摘要和介绍
multimodal model which can accept image and text inputs and produce text outputs.
只能输出文字,支持图片的输入,看来图片输出是下一个大事件。不过因为支持了图片的输入,所以在一些需要图片才能解决的题目或问题上就有了能力。
While less capable than humans in many real-world scenarios, GPT-4 exhibits human-level performance on various professional and academic benchmarks, including passing a simulated bar exam with a score around the top 10% of test takers
能够在一些考试和专业的问题能够打平和超过人类专家。其实这个也不意外,GPT-4对于编程懂得比专业程序员多也不奇怪,所以也让我们知道,不要死记硬背,我们的竞争力不取决于死记硬背,要合理利用工具
A core component of this project was developing infrastructure and optimization methods that behave predictably across a wide range of scales. This allowed us to accurately predict some aspects of GPT-4’s performance based on models trained with no more than 1/1,000th the compute of GPT-4.
可以在很小的模型上进行训练和调参,就能预测在1000倍大的模型上的性能,这样调参起来方便,迭代就更快了,节约大量资源。从框架和方法上让训练大模型更有效,调参和迭代更快。
…., particularly in more complex and nuanced scenarios. To test its capabilities in such scenarios, GPT-4 was evaluated on a variety of exams originally designed for humans.
…
On a suite of traditional NLP benchmarks, GPT-4 outperforms both previous large language models and most state-of-the-art systems (which often have benchmark-specific training or hand-engineering).
GPT-4在人类的一些专业考试里,已经获得了大幅度提升,在一些专业考试中可以获得优异成绩;另外在传统的机器学习的benchmark中,不仅超过过去大模型的表现,还能够超过最好的专用模型(各种trick+微调的模型)。

● **任务要求**: 把上面练习短文中的这句英文译成中文:“A core component of this project was developing infrastructure and optimization methods that behave predictably across a wide range of scales.”

● **数据条目**:
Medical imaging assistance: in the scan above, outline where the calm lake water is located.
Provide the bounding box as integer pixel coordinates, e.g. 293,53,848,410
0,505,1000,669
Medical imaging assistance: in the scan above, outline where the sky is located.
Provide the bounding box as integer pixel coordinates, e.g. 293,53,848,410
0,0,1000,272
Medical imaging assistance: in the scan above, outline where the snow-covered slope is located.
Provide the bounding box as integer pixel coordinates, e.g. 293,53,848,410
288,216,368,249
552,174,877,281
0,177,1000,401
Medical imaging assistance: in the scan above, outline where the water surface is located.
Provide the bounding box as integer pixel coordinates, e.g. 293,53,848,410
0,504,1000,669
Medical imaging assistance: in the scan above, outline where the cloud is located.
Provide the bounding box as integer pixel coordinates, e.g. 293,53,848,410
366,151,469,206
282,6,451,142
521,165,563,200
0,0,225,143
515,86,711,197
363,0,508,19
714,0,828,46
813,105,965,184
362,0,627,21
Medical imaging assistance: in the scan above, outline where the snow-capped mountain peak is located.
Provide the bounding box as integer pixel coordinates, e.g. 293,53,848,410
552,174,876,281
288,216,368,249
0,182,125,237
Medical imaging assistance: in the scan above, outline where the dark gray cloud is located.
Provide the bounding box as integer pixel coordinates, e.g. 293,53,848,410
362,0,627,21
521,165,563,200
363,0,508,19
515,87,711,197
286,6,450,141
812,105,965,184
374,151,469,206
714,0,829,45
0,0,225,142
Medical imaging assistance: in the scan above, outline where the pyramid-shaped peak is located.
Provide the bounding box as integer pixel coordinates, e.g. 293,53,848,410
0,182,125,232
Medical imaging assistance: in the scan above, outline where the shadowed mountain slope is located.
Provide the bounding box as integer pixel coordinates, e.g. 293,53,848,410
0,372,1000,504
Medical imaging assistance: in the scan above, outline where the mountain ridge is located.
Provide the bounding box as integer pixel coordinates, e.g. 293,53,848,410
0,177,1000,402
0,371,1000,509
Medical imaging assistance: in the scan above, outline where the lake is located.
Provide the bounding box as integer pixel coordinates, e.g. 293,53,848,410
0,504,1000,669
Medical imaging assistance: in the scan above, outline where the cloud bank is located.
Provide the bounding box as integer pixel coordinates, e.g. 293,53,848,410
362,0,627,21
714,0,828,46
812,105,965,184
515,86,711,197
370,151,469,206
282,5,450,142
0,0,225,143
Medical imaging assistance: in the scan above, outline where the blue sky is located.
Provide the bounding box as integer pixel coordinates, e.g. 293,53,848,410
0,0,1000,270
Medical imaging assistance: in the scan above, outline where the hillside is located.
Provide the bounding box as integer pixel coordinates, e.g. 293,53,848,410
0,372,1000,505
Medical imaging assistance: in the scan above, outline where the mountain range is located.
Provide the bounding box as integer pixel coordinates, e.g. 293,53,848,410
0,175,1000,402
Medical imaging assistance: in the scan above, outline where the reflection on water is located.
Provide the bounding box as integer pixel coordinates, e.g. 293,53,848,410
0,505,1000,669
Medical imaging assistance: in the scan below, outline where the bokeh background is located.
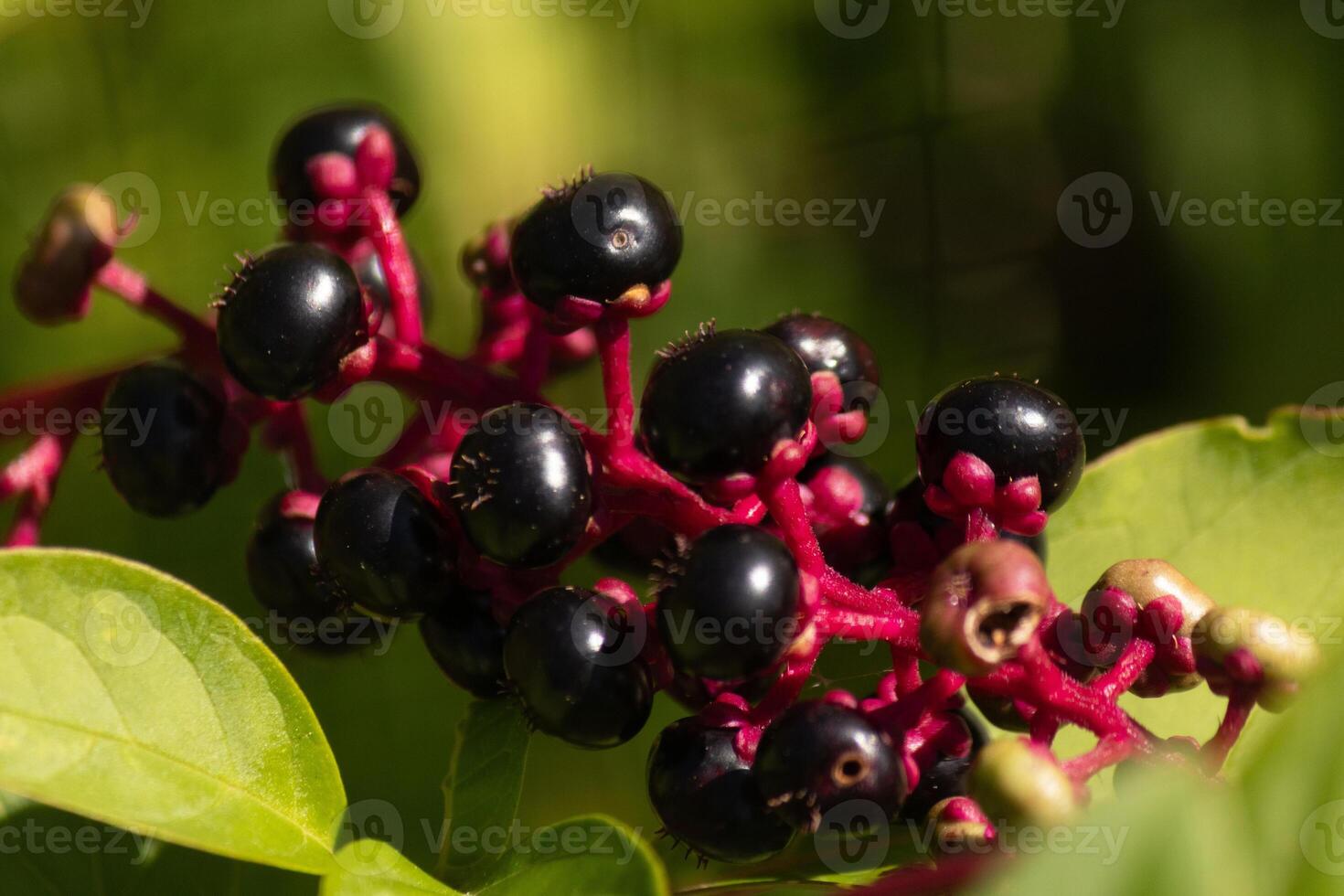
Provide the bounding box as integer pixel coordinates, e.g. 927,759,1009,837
0,0,1344,892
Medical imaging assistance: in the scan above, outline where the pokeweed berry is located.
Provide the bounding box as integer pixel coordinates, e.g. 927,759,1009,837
798,452,891,575
270,103,421,222
657,525,800,678
314,470,453,619
915,376,1086,510
14,184,120,325
509,172,681,309
764,313,881,410
640,326,812,480
449,404,592,568
352,241,434,332
420,587,508,699
504,587,653,748
648,716,793,864
219,243,364,400
247,495,369,650
899,709,989,822
102,361,237,517
754,699,906,830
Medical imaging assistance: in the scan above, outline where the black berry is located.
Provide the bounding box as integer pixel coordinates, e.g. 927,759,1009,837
450,404,592,568
420,589,506,699
915,376,1086,510
504,587,653,748
658,525,798,678
270,105,421,219
764,315,881,410
509,172,681,309
314,470,452,618
219,243,364,400
648,718,793,862
901,710,989,822
247,496,371,650
640,330,812,480
755,699,906,830
102,361,234,517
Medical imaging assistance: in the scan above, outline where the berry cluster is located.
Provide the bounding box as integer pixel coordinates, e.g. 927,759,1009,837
0,108,1315,862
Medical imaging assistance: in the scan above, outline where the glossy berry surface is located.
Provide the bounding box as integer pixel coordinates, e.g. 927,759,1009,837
449,404,592,567
509,172,681,309
648,718,793,862
270,105,421,223
901,710,989,822
640,330,812,480
764,315,881,410
504,587,653,748
658,525,798,678
314,470,453,618
102,361,234,517
219,243,364,400
247,496,369,650
754,699,906,830
915,376,1086,510
420,589,507,699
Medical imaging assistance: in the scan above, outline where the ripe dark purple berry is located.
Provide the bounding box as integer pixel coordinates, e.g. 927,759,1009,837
449,404,592,568
640,329,812,480
270,105,421,224
420,589,507,699
219,243,364,400
648,718,793,864
102,361,237,517
504,587,653,748
314,470,453,619
764,313,881,410
754,699,906,830
658,525,800,678
915,376,1087,510
247,495,371,650
509,172,681,309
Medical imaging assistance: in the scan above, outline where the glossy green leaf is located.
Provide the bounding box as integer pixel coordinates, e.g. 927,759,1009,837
477,816,671,896
440,699,531,890
1050,410,1344,770
976,770,1256,896
1243,650,1344,896
0,549,346,873
318,839,457,896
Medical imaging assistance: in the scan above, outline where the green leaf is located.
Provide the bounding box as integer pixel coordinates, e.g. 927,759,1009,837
976,768,1256,896
1050,409,1344,770
477,816,671,896
318,839,457,896
0,549,346,873
1243,652,1344,896
440,699,531,890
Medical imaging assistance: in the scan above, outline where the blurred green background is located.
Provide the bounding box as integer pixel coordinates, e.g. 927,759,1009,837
0,0,1344,892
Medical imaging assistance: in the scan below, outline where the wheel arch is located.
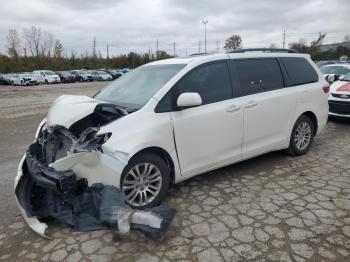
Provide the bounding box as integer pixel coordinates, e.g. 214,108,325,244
298,111,318,136
125,146,175,183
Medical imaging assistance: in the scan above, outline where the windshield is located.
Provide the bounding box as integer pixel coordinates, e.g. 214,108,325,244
342,73,350,82
95,64,185,108
320,66,350,75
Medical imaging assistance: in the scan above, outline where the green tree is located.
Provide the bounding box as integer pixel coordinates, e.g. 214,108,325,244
224,35,242,51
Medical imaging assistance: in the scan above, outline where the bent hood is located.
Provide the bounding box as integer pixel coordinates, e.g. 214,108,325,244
47,95,103,129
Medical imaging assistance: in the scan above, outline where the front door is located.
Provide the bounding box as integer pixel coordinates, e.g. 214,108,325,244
171,61,243,176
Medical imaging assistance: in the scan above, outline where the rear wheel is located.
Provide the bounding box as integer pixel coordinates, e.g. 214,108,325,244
286,115,315,156
120,153,170,209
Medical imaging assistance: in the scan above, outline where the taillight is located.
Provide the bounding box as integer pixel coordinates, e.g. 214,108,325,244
322,84,329,94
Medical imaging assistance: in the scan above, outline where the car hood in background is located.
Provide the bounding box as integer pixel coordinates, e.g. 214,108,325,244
47,95,103,128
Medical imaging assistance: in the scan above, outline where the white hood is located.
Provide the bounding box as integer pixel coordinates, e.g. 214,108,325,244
330,80,350,95
47,95,103,128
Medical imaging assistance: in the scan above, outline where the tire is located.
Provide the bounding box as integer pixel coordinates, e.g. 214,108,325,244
120,153,170,209
286,115,315,156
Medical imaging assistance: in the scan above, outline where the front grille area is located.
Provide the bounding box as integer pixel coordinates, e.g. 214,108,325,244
328,101,350,115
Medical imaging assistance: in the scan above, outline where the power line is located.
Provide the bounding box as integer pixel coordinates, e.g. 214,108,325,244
92,36,97,58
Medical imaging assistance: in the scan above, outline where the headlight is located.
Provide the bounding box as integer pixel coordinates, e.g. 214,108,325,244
35,118,47,139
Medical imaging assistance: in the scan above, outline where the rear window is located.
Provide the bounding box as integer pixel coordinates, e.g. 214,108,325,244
280,57,318,86
231,58,284,96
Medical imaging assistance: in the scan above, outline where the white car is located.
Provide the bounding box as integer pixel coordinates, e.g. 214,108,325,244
90,71,113,81
10,73,38,86
320,63,350,84
15,50,329,235
328,73,350,118
33,70,61,84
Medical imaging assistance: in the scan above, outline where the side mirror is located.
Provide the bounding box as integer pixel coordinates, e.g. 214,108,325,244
176,93,202,109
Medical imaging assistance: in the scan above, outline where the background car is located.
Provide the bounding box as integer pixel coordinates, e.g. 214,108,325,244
0,74,11,85
56,71,75,83
33,70,61,84
339,55,349,63
70,70,93,82
328,73,350,118
98,69,123,79
90,71,113,81
320,63,350,83
11,73,38,86
0,74,12,85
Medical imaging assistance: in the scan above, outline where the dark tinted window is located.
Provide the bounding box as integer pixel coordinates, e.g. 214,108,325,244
177,62,232,104
232,58,284,96
281,57,318,86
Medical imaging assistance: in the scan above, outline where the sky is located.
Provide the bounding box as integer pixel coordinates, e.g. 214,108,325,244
0,0,350,56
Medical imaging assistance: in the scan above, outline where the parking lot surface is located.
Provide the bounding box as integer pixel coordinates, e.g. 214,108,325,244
0,83,350,261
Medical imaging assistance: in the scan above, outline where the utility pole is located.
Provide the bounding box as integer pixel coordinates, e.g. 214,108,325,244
92,36,97,58
202,20,208,53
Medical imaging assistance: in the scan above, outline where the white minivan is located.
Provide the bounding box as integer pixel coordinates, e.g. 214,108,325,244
15,50,329,235
33,70,61,84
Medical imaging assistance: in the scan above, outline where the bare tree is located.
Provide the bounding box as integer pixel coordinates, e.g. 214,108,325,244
224,35,242,51
23,26,42,57
39,31,55,57
6,29,21,58
53,39,63,58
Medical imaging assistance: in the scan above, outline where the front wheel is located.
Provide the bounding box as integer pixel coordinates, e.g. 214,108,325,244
120,153,170,209
286,115,315,156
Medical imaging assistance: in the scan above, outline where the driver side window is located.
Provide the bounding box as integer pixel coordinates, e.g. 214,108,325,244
176,61,233,105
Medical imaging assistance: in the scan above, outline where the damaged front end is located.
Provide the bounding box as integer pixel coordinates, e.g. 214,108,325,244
15,96,175,240
15,96,127,237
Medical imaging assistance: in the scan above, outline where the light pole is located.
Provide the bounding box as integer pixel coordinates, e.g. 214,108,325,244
202,20,208,53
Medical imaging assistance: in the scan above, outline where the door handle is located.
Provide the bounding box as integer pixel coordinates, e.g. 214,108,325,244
245,101,258,108
226,105,241,112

● **作答区**: 这个项目的一个核心部分,是开发在各种规模上都能表现出可预测行为的基础设施和优化方法。